WHAT THE TASK ASKS:
Switch "photograph" to "image" throughout the records below and write them out again with nothing else changed. Omit the pictures.

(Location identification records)
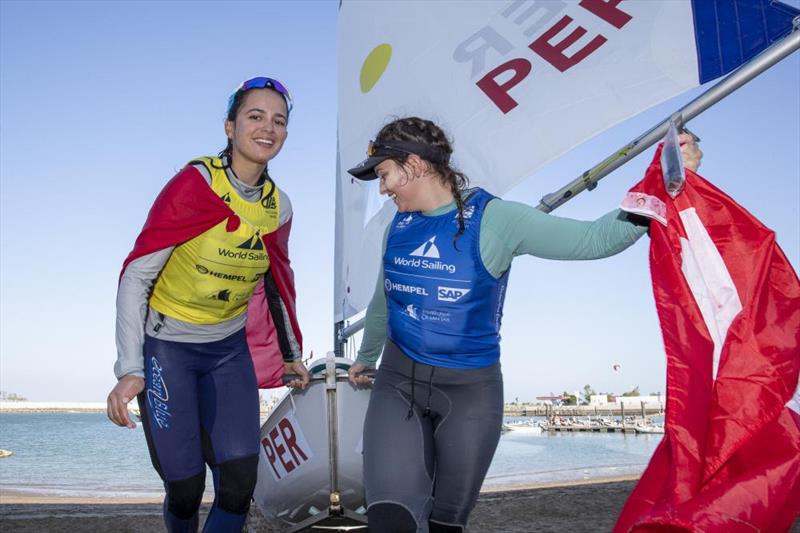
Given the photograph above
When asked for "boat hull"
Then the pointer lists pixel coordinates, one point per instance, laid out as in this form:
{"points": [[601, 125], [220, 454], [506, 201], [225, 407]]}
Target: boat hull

TASK RESULT:
Given the image above
When asked for "boat hull"
Then the pointer lists pixel coordinates, one point per instance, laid out as in this form:
{"points": [[601, 125], [220, 454], [506, 201], [225, 407]]}
Target: boat hull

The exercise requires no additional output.